+++ Reading passage

Nicole Carbon, a 27-year-old university student in her final year says plans for child/children are not in her foreseeable future.

Daniel, 30, an accountant and a father of one said the crippling cost of living is not a motivation to young adults to assist in stopping Dominica's population decline.

While Esther, a 40 years old mother of six, advises potential parents to "just have one and done."

Dominica's population has been declining for the last 30 or more years due to a combination of factors: high emigration, a decline in births, social issues including women's pursuit of higher education, and a significant increase in infertility not only among women but men too.

However, local economist, McCarthy Marie, has proposed a simple solution to this dilemma: immigration.

According to Marie who spoke exclusively to The Sun, on its own, natalism has failed as birth rates in Dominica are on the decline. In 2021, Dominica recorded one of its lowest numbers of births, 468, according to the Registry department and projections suggest that, unless current trends change, those numbers could continue to diminish in the upcoming years.

"The number of children that need to be born per woman for the population to remain stable is two but this is not the case so that means without intervention the population will continue to decrease because we are not sufficiently replacing those who left through death or emigration," Marie said.

He explained that most women's educational and professional aspirations supersede their desire for motherhood, contributing to a broader decline in the population. Additionally, an aged population guided by medical advice against pregnancy after the age of 40 hinders procreation, Marie stated.

He added that significant infertility in the male population also contributed to the dwindling population, information that The Sun was able to confirm with a local physician.

While the population census which was expected to be conducted in 2021 was postponed due to the pandemic, an employee of the Dominica Central Statistics Office stated to The Sun that it is projected that Dominica's population is estimated just above 67,000.

++++++
+++ Records supplied

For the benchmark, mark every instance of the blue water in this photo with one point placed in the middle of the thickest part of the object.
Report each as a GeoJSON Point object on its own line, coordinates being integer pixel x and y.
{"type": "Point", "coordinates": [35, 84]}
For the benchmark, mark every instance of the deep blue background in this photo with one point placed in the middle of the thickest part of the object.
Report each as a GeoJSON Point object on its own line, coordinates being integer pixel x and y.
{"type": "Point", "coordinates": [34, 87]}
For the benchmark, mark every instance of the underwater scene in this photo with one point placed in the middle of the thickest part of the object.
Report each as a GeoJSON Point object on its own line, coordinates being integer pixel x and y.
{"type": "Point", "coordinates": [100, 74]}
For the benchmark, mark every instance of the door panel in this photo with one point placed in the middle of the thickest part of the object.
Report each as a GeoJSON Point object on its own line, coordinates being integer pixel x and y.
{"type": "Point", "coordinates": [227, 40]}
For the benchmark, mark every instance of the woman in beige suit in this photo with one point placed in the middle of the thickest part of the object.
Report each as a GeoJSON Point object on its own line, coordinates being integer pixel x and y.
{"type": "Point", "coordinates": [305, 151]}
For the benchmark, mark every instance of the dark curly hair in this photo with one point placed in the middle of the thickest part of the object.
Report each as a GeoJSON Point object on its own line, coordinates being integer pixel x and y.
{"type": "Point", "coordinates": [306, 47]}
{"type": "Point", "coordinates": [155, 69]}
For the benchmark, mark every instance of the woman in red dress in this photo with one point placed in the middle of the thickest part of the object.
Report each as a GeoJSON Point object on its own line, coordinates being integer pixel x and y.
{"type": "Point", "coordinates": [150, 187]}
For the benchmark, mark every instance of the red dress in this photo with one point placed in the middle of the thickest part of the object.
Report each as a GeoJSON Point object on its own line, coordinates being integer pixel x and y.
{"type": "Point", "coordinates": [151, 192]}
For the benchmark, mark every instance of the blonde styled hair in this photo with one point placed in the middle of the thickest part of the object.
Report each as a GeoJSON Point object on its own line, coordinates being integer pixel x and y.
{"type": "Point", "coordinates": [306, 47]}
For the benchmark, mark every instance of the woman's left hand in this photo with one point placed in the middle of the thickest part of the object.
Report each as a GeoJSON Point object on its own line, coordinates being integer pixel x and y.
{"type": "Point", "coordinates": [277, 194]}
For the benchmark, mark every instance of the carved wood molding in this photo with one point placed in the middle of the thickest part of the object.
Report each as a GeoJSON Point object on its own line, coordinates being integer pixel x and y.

++++++

**What is being asked**
According to the article on Dominica's population decline, how many births did Dominica record in 2021?

**Answer box**
468 births, according to the Registry department.